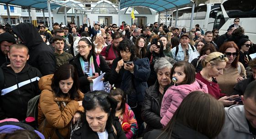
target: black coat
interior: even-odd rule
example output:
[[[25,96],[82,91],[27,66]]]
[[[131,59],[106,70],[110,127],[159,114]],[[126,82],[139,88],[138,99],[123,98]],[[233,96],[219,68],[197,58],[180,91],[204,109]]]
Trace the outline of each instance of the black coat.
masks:
[[[80,63],[80,54],[77,54],[75,57],[74,57],[69,61],[69,63],[72,64],[76,69],[79,77],[80,86],[79,88],[81,91],[84,93],[90,92],[90,82],[87,80],[87,77],[89,76],[87,74],[85,73],[83,71],[81,64]],[[107,64],[105,59],[100,55],[100,67],[98,66],[96,61],[96,57],[93,56],[93,62],[95,72],[99,73],[99,75],[101,74],[101,71],[102,73],[105,72],[106,74],[104,76],[104,81],[108,81],[108,77],[110,73],[110,68]]]
[[[122,130],[118,119],[114,120],[113,125],[116,129],[117,135],[116,134],[112,127],[110,129],[107,129],[108,134],[108,139],[126,139],[125,134]],[[71,139],[99,139],[99,138],[97,133],[92,131],[88,124],[85,123],[80,129],[74,132],[71,136]]]
[[[165,88],[167,89],[169,86],[168,86]],[[161,97],[159,88],[159,83],[157,81],[154,85],[146,89],[141,108],[141,117],[147,124],[146,132],[153,129],[163,128],[160,123],[160,120],[162,119],[160,116],[160,109],[163,95]]]
[[[163,131],[160,129],[155,129],[145,134],[143,139],[155,139],[162,134]],[[158,139],[168,139],[169,134],[167,133],[164,133]],[[196,131],[183,125],[176,123],[174,125],[171,138],[174,139],[209,139],[205,135]]]
[[[16,85],[17,88],[10,93],[0,96],[0,120],[6,118],[12,118],[23,120],[27,117],[27,103],[30,99],[40,94],[38,81],[35,80],[21,86],[19,83],[35,78],[42,75],[37,68],[26,64],[21,71],[15,73],[11,67],[6,66],[9,63],[3,64],[4,78],[0,78],[0,82],[4,78],[4,85],[0,90]]]
[[[128,103],[131,108],[139,104],[141,105],[144,98],[145,90],[148,88],[146,81],[150,72],[149,62],[148,58],[134,60],[133,74],[125,70],[123,66],[118,73],[116,71],[117,62],[122,57],[114,60],[111,67],[111,72],[109,78],[111,84],[115,84],[117,88],[120,88],[128,94]]]
[[[53,74],[56,70],[54,52],[43,39],[37,28],[30,23],[23,23],[12,28],[29,50],[29,65],[38,69],[43,76]]]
★ ★ ★ ★
_Task to carry out:_ Could you reproduce every record above exactly, leaving out the pictures?

_Answer to this exercise:_
target: black coat
interior: even-odd rule
example output:
[[[25,96],[82,91],[27,66]]]
[[[131,59],[106,70],[110,127],[159,114]],[[126,82],[139,88],[138,99],[123,98]],[[233,96],[219,68],[197,58],[180,91],[204,109]]]
Trace the outline of each instance of the black coat.
masks:
[[[80,63],[80,54],[77,54],[75,57],[74,57],[69,61],[69,63],[72,64],[76,69],[79,77],[80,86],[79,88],[81,91],[84,93],[90,92],[90,82],[87,80],[87,77],[89,76],[87,74],[85,73],[83,71],[81,64]],[[107,64],[105,59],[100,55],[100,67],[98,66],[96,61],[96,57],[93,56],[93,62],[95,72],[99,73],[99,75],[101,74],[101,71],[102,73],[105,72],[106,74],[104,76],[104,81],[108,81],[108,77],[110,73],[110,68]]]
[[[122,130],[118,119],[114,120],[113,125],[116,129],[117,135],[116,134],[112,127],[110,129],[107,129],[108,134],[108,139],[126,139],[125,134]],[[71,139],[99,139],[99,138],[97,133],[92,131],[88,124],[85,123],[80,129],[74,132],[71,136]]]
[[[165,88],[167,89],[169,86],[168,86]],[[161,97],[159,88],[159,83],[157,81],[154,85],[146,89],[141,108],[141,117],[147,124],[146,132],[153,129],[163,128],[160,123],[160,120],[162,119],[160,116],[160,109],[163,95]]]
[[[163,131],[160,129],[155,129],[145,134],[143,139],[155,139],[162,134]],[[158,139],[168,139],[169,134],[167,133],[164,133]],[[196,131],[183,125],[176,123],[174,125],[171,138],[174,139],[209,139],[205,135]]]
[[[16,85],[17,88],[10,93],[0,96],[0,120],[6,118],[12,118],[23,120],[27,117],[27,103],[30,99],[40,94],[38,81],[35,80],[21,86],[19,83],[35,78],[42,75],[37,68],[26,64],[21,71],[15,73],[11,67],[6,66],[9,63],[3,64],[4,78],[0,78],[0,82],[4,78],[4,85],[0,90]]]
[[[128,103],[131,108],[139,104],[141,105],[144,98],[145,90],[148,88],[146,81],[150,72],[149,62],[148,58],[134,60],[133,74],[125,70],[123,66],[118,73],[116,71],[117,62],[122,57],[114,60],[111,67],[111,72],[109,78],[111,84],[115,84],[117,88],[120,88],[128,94]]]
[[[53,74],[56,70],[54,52],[43,39],[37,28],[30,23],[23,23],[12,28],[29,50],[29,65],[38,69],[43,76]]]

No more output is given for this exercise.